Output exactly the lines from the line with "Note: pick out each instance of the small" through the end of the records below. Include nothing else.

>> Begin

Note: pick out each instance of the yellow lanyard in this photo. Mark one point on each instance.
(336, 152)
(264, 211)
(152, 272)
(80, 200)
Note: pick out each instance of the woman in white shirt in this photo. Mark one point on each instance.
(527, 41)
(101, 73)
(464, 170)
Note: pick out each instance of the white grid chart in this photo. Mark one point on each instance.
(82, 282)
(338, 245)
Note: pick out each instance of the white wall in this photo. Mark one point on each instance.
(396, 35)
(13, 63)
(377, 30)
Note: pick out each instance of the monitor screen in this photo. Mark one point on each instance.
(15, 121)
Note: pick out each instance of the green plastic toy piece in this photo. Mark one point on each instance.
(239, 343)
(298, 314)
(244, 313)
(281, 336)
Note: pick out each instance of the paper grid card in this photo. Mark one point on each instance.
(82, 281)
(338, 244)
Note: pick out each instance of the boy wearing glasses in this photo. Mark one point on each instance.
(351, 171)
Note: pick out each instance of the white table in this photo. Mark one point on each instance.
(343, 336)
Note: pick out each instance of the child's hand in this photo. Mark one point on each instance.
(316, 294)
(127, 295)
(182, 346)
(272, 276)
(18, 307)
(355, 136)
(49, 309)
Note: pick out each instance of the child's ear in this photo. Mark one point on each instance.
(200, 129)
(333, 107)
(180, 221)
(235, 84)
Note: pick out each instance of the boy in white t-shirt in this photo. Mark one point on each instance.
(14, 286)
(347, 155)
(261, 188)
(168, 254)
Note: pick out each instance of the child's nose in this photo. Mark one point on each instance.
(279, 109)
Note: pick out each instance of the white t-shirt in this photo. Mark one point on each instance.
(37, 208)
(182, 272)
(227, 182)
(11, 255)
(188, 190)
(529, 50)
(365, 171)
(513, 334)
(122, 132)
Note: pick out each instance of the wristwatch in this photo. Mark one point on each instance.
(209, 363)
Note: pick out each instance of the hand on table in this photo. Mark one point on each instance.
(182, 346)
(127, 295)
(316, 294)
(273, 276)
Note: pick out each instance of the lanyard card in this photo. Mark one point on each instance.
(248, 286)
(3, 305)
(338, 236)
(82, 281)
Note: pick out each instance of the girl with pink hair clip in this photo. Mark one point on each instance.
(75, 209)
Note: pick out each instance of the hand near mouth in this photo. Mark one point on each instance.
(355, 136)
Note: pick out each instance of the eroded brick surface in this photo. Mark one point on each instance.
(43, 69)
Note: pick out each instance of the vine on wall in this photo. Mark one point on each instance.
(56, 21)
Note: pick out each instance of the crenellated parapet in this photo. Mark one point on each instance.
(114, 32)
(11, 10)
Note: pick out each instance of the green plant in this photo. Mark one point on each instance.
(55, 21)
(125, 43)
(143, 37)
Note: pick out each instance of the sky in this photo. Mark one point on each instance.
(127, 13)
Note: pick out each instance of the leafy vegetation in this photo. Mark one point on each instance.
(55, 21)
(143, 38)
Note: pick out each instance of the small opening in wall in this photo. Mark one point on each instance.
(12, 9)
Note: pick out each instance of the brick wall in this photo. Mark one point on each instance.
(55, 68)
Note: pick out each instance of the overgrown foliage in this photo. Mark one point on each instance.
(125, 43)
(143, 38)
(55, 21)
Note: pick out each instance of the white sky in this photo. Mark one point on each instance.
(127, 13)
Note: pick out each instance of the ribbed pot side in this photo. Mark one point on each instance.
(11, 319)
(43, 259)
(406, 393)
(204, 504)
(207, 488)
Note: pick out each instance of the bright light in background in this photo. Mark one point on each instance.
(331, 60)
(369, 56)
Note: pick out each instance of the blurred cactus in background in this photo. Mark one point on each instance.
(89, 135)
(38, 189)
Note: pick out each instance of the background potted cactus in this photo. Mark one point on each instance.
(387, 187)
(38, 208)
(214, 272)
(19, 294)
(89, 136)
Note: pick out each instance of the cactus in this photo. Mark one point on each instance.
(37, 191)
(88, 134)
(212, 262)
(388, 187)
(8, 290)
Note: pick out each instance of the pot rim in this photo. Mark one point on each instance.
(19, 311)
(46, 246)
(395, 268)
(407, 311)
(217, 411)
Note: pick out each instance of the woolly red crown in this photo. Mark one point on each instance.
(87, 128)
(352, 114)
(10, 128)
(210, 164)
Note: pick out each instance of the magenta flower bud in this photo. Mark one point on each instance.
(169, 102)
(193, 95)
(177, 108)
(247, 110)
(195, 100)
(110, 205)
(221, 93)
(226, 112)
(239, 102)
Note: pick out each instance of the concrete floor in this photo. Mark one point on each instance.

>> End

- _ANSWER_:
Note: pick out each instance of the small opening in wall in this photo. Mark one point on each instance.
(12, 9)
Note: pick out each instance of the brick wall in this photo. Mark one point on each instance.
(55, 68)
Note: pick out each instance of the overgrown foliage in this photo. Mark one point on each instance.
(125, 43)
(143, 38)
(55, 21)
Note: pick out each instance of the white sky in this photo. Mark one point on each instance.
(127, 13)
Note: pick out each instance of the ribbed pot side in this photo. Mark one point on each instance.
(11, 319)
(43, 259)
(406, 393)
(204, 504)
(207, 488)
Note: pick out each instance of the bright light in background in this photo. Mark one point on each instance.
(331, 60)
(369, 56)
Note: pick out each instance of the blurred cactus in background in this photo. Mark one point on each instance.
(89, 135)
(38, 189)
Note: pick out each instance of the background potted cactus in this photo. Mark one point on each instance.
(387, 187)
(38, 208)
(214, 272)
(19, 294)
(89, 136)
Note: pick out each instance of the cactus in this photo. Mark one point on each instance.
(37, 191)
(88, 134)
(212, 262)
(388, 187)
(8, 290)
Note: pick out each instance of the pot rim in this photo. Mark one point on each instance.
(19, 311)
(46, 246)
(395, 268)
(407, 311)
(217, 411)
Note: pick out each instance of the woolly red crown in this photo. Mark one point on each instance.
(87, 128)
(352, 114)
(10, 128)
(210, 164)
Note: pick out each instance of the magenta flower bud in this photo. Mark one point on each instance.
(169, 102)
(193, 95)
(177, 108)
(247, 110)
(195, 100)
(110, 205)
(221, 93)
(226, 112)
(239, 102)
Note: pick out each instance of the concrete floor in this photo. Mark one point on each instance.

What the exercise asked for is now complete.